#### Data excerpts
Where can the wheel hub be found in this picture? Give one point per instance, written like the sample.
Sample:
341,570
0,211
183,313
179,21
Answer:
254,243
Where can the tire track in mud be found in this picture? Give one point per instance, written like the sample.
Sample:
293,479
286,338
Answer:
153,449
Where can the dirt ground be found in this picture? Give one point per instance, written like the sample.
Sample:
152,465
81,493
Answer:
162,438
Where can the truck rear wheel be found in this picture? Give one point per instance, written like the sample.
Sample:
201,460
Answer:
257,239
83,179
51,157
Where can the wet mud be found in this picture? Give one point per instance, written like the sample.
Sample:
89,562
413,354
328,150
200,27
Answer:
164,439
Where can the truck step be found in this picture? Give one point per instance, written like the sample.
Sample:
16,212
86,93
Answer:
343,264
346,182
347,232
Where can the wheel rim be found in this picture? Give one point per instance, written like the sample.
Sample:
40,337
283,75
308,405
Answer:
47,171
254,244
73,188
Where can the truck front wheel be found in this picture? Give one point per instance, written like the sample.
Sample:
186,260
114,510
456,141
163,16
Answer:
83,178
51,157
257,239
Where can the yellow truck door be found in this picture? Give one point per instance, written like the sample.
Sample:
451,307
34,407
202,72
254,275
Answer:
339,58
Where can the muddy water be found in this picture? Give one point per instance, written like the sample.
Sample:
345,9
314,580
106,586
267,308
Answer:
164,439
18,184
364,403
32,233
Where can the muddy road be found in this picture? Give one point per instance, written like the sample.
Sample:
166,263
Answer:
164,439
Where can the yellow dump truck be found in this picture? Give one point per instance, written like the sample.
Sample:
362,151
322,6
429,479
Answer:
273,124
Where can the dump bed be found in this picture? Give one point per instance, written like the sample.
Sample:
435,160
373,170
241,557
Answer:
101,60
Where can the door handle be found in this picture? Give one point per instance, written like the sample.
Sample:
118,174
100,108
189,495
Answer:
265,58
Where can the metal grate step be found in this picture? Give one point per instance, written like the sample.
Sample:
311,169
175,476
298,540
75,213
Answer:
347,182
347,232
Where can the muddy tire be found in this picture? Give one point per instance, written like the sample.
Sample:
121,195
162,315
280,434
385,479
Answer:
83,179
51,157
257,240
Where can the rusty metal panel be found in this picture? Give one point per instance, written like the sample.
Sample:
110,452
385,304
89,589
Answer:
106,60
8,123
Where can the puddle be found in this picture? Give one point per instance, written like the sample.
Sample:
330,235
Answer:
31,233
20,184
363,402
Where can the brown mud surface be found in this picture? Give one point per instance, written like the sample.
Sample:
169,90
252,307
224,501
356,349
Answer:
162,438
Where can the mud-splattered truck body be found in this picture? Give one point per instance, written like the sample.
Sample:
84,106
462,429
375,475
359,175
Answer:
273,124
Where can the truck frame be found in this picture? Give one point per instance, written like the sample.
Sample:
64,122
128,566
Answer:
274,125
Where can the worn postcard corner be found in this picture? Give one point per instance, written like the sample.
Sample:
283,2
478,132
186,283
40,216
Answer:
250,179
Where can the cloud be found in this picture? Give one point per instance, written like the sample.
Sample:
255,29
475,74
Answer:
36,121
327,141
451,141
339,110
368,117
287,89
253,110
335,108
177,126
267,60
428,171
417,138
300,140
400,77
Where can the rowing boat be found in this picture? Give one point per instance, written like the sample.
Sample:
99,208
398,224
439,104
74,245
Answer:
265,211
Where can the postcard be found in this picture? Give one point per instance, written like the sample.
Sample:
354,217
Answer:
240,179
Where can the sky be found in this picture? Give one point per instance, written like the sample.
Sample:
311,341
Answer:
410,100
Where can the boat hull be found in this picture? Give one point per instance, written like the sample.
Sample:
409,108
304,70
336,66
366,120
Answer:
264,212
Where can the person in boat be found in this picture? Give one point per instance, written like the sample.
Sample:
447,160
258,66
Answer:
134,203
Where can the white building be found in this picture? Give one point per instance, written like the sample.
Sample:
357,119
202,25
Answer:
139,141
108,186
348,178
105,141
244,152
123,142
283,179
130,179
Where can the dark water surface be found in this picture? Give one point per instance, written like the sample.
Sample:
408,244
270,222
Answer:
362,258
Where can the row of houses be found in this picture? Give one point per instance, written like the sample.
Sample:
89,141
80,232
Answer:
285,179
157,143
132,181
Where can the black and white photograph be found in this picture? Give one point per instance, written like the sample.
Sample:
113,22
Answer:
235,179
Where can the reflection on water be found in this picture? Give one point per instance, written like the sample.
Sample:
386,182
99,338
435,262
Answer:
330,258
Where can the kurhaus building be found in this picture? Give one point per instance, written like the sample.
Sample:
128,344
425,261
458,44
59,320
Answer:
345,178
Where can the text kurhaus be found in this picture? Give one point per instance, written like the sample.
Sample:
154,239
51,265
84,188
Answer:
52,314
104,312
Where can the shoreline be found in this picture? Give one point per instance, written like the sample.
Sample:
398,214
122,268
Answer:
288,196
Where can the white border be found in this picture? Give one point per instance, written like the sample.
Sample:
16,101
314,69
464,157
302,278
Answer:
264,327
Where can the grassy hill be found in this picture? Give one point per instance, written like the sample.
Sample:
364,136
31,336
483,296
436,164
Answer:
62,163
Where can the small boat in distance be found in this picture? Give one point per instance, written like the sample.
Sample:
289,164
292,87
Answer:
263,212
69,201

* * *

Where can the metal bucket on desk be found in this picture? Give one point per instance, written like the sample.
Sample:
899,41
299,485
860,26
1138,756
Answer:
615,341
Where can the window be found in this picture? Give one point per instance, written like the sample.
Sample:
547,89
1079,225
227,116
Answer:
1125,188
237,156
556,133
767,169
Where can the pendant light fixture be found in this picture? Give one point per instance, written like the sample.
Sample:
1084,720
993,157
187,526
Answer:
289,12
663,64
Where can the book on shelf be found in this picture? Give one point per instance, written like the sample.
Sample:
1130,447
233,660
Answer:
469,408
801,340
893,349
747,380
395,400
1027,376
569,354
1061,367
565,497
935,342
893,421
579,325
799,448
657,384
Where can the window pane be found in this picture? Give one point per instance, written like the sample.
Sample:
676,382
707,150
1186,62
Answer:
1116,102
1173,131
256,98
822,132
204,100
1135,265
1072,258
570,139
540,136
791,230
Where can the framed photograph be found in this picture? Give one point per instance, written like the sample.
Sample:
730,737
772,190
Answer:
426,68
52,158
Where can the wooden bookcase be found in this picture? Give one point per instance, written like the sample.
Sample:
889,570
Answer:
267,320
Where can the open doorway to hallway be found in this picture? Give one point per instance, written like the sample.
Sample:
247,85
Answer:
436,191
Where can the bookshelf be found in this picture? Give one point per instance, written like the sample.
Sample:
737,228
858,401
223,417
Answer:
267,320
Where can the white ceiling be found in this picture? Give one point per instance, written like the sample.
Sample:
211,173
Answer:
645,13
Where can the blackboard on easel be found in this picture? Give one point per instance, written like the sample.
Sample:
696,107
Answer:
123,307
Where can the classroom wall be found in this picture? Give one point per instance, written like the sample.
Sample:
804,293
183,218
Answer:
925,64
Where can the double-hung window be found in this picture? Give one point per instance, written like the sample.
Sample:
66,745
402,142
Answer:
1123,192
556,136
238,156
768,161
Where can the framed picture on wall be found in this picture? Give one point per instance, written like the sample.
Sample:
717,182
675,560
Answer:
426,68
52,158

==

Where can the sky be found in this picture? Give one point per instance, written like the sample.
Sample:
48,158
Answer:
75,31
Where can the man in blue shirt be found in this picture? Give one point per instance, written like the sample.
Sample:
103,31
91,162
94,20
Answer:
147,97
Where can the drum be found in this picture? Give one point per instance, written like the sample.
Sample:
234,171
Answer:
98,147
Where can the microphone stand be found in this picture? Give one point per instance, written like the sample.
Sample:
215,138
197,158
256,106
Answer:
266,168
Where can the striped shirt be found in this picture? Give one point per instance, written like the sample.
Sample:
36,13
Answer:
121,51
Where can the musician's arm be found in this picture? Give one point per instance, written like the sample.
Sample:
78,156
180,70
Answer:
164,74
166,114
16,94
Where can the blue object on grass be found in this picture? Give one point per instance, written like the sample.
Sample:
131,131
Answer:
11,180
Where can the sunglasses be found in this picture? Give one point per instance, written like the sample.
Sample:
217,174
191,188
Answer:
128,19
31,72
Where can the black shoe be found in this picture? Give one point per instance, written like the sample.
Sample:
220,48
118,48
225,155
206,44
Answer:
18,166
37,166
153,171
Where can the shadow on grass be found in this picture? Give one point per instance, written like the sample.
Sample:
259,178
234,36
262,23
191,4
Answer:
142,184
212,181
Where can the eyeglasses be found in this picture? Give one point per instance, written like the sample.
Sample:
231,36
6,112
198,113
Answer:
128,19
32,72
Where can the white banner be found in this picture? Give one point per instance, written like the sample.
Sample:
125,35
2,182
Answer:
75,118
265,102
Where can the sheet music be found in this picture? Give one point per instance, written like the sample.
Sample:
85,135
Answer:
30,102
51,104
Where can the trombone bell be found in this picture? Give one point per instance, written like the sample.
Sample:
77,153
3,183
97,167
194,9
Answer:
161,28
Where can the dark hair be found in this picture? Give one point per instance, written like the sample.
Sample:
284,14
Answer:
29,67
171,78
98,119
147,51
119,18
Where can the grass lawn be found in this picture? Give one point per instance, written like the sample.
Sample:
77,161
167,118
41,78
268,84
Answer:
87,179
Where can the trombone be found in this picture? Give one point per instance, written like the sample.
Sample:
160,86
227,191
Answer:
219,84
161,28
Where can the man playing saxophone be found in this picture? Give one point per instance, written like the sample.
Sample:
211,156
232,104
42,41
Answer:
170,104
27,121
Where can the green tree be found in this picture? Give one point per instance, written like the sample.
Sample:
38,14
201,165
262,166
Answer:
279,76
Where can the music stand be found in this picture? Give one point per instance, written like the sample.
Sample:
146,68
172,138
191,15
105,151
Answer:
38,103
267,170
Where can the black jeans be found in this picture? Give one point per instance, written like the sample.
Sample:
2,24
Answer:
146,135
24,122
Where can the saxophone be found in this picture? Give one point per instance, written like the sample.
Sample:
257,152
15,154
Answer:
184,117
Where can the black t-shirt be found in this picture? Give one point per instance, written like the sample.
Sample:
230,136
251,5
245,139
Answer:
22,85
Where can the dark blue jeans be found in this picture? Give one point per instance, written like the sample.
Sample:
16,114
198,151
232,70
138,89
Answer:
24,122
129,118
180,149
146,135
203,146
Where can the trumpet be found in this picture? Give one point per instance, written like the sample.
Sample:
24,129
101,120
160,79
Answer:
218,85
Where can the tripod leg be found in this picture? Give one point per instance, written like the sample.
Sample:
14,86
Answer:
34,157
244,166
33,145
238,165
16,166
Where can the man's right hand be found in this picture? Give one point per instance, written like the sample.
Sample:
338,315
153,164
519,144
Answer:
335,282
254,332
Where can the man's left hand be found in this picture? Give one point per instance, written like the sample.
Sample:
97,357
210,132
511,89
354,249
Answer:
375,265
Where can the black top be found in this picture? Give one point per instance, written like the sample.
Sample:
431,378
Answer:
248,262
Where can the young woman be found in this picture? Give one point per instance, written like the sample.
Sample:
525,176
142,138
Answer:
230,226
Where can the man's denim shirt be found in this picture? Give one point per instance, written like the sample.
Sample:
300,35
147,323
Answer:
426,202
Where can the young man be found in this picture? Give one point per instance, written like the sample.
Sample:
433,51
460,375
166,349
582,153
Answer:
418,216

#### Work request
Lines of the data above that include the string "blue" must each be copied.

#### Response to this task
Where can the man in blue shirt be found in this picture? Give one point per instance, written like the sample.
Where can the blue object on grass be found in this picture? Give one point per instance, written like the sample.
Where can the dark blue jeans be found in this picture? Give one point per instance, written like the sample.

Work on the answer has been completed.